Data records:
● ● ● ●

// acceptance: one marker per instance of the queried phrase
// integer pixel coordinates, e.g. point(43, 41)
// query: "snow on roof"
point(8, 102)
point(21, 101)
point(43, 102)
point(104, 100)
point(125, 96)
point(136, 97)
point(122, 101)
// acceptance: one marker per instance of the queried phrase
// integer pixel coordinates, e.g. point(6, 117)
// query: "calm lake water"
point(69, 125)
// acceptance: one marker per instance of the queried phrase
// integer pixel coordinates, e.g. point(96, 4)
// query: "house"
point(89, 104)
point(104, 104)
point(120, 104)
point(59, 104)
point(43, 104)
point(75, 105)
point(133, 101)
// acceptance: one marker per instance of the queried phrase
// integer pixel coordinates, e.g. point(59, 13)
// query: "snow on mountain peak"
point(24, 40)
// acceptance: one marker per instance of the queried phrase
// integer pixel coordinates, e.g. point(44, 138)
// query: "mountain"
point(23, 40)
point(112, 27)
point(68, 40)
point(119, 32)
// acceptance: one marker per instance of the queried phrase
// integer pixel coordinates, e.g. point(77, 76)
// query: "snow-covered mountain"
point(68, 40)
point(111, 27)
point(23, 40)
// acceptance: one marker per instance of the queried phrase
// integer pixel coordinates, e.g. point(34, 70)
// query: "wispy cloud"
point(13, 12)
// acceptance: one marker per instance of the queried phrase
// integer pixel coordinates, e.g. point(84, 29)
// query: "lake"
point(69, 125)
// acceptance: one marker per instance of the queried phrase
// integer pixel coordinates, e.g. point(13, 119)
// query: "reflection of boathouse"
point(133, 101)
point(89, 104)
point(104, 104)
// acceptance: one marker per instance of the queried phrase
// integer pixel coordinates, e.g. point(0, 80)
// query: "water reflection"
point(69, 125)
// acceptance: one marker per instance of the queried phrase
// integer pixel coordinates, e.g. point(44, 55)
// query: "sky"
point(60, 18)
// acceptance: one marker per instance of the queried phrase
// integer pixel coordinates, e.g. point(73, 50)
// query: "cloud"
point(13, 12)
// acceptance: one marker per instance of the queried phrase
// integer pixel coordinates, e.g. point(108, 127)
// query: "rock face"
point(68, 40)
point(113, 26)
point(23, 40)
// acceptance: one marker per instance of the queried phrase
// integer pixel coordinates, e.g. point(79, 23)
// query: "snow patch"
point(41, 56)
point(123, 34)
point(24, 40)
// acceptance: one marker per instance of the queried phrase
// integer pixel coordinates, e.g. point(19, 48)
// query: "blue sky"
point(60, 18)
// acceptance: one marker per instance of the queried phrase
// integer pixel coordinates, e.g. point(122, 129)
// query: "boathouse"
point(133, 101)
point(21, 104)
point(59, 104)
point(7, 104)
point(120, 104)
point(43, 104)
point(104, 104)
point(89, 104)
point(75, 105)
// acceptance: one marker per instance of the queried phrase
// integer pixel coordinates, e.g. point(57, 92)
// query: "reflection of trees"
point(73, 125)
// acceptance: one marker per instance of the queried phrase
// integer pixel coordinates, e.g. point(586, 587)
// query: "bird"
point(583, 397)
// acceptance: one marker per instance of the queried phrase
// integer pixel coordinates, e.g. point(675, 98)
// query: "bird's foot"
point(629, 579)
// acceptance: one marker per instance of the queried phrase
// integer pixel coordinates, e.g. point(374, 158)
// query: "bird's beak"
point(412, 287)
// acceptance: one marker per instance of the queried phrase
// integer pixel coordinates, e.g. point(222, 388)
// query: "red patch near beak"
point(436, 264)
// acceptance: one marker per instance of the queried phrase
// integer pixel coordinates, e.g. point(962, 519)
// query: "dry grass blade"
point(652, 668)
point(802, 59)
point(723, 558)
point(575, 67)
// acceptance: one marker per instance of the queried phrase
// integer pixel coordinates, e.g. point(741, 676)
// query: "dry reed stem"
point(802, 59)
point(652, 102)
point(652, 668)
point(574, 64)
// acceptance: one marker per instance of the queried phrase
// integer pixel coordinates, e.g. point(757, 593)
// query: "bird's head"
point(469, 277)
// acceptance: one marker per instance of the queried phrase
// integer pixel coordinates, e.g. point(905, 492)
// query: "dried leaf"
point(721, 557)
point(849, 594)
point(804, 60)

● ● ● ●

Find each line of the records that contains the word "mountain" and copy those lines out.

// query: "snow on mountain peak"
// query: "mountain"
// query: "snow-covered mountain"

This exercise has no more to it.